# ACTION ITEM
Your answer should consist of each line below that includes the word "path".

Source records

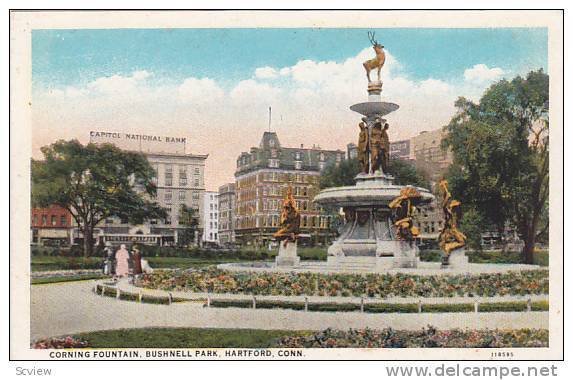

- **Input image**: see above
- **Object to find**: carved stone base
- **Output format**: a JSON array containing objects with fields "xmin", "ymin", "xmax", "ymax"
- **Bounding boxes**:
[
  {"xmin": 275, "ymin": 241, "xmax": 300, "ymax": 267},
  {"xmin": 326, "ymin": 241, "xmax": 419, "ymax": 270}
]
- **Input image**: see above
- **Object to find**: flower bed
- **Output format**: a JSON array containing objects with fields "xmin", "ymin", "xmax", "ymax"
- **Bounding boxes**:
[
  {"xmin": 275, "ymin": 327, "xmax": 549, "ymax": 348},
  {"xmin": 32, "ymin": 336, "xmax": 89, "ymax": 349},
  {"xmin": 136, "ymin": 268, "xmax": 549, "ymax": 298}
]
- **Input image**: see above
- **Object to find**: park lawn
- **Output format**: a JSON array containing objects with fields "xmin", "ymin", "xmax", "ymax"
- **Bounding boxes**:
[
  {"xmin": 75, "ymin": 327, "xmax": 312, "ymax": 348},
  {"xmin": 31, "ymin": 256, "xmax": 248, "ymax": 272},
  {"xmin": 31, "ymin": 248, "xmax": 548, "ymax": 272}
]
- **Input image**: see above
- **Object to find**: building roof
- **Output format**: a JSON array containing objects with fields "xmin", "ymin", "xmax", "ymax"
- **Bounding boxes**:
[{"xmin": 236, "ymin": 132, "xmax": 344, "ymax": 176}]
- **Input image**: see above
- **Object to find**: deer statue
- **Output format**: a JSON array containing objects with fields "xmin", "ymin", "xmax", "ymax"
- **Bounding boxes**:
[{"xmin": 362, "ymin": 31, "xmax": 386, "ymax": 83}]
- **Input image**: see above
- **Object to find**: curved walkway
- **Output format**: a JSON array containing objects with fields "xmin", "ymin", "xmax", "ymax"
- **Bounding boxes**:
[{"xmin": 31, "ymin": 280, "xmax": 548, "ymax": 341}]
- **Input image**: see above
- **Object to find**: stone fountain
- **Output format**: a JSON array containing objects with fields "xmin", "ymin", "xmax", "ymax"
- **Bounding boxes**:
[{"xmin": 313, "ymin": 44, "xmax": 434, "ymax": 271}]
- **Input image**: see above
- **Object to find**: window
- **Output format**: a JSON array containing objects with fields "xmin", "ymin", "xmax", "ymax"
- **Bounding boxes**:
[
  {"xmin": 41, "ymin": 215, "xmax": 47, "ymax": 225},
  {"xmin": 165, "ymin": 165, "xmax": 173, "ymax": 186},
  {"xmin": 194, "ymin": 167, "xmax": 200, "ymax": 174},
  {"xmin": 165, "ymin": 190, "xmax": 172, "ymax": 204},
  {"xmin": 192, "ymin": 192, "xmax": 200, "ymax": 200},
  {"xmin": 194, "ymin": 178, "xmax": 200, "ymax": 187},
  {"xmin": 51, "ymin": 215, "xmax": 57, "ymax": 226},
  {"xmin": 295, "ymin": 161, "xmax": 302, "ymax": 170},
  {"xmin": 180, "ymin": 177, "xmax": 187, "ymax": 186},
  {"xmin": 33, "ymin": 215, "xmax": 38, "ymax": 225},
  {"xmin": 179, "ymin": 191, "xmax": 186, "ymax": 201},
  {"xmin": 269, "ymin": 159, "xmax": 279, "ymax": 168}
]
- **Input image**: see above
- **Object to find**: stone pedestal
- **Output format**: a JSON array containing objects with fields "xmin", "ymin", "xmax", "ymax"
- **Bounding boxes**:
[
  {"xmin": 275, "ymin": 241, "xmax": 300, "ymax": 267},
  {"xmin": 442, "ymin": 248, "xmax": 469, "ymax": 269},
  {"xmin": 447, "ymin": 248, "xmax": 469, "ymax": 269}
]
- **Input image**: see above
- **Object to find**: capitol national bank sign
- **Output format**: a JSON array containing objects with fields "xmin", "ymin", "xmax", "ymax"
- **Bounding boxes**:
[{"xmin": 89, "ymin": 131, "xmax": 187, "ymax": 154}]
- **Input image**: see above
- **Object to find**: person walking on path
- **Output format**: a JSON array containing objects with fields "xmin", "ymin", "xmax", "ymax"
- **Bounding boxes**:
[{"xmin": 114, "ymin": 244, "xmax": 130, "ymax": 278}]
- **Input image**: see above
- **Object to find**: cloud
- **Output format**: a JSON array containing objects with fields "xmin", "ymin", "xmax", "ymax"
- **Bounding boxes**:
[
  {"xmin": 254, "ymin": 66, "xmax": 279, "ymax": 79},
  {"xmin": 178, "ymin": 77, "xmax": 224, "ymax": 104},
  {"xmin": 86, "ymin": 70, "xmax": 152, "ymax": 94},
  {"xmin": 464, "ymin": 64, "xmax": 505, "ymax": 84}
]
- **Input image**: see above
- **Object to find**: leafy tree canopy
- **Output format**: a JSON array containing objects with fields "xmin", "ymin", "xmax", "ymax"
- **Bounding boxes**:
[
  {"xmin": 319, "ymin": 157, "xmax": 429, "ymax": 189},
  {"xmin": 32, "ymin": 140, "xmax": 167, "ymax": 256},
  {"xmin": 443, "ymin": 69, "xmax": 549, "ymax": 263}
]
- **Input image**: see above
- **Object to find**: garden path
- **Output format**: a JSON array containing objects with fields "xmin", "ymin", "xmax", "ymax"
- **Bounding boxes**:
[{"xmin": 31, "ymin": 281, "xmax": 548, "ymax": 341}]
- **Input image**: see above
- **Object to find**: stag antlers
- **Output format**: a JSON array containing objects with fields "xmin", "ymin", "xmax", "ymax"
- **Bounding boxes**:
[{"xmin": 368, "ymin": 31, "xmax": 380, "ymax": 47}]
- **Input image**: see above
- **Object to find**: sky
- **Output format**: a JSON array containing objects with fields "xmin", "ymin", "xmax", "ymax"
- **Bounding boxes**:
[{"xmin": 31, "ymin": 28, "xmax": 548, "ymax": 190}]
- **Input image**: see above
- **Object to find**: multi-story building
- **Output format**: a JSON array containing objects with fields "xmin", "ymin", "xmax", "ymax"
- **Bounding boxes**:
[
  {"xmin": 202, "ymin": 191, "xmax": 219, "ymax": 244},
  {"xmin": 31, "ymin": 205, "xmax": 74, "ymax": 246},
  {"xmin": 389, "ymin": 139, "xmax": 411, "ymax": 160},
  {"xmin": 346, "ymin": 140, "xmax": 412, "ymax": 162},
  {"xmin": 346, "ymin": 143, "xmax": 358, "ymax": 160},
  {"xmin": 410, "ymin": 129, "xmax": 453, "ymax": 182},
  {"xmin": 234, "ymin": 131, "xmax": 344, "ymax": 246},
  {"xmin": 88, "ymin": 131, "xmax": 207, "ymax": 246},
  {"xmin": 218, "ymin": 183, "xmax": 236, "ymax": 245}
]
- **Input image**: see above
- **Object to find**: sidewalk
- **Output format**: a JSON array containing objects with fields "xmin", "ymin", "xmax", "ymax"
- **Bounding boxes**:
[{"xmin": 31, "ymin": 280, "xmax": 548, "ymax": 341}]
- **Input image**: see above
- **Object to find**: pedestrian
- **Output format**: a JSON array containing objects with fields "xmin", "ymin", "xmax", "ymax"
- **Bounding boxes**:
[
  {"xmin": 103, "ymin": 242, "xmax": 115, "ymax": 276},
  {"xmin": 131, "ymin": 244, "xmax": 143, "ymax": 276},
  {"xmin": 115, "ymin": 244, "xmax": 130, "ymax": 278}
]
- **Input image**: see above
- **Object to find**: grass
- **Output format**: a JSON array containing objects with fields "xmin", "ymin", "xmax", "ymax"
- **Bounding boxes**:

# ANSWER BOX
- **Object to find**: person walking on path
- **Object to find**: garden path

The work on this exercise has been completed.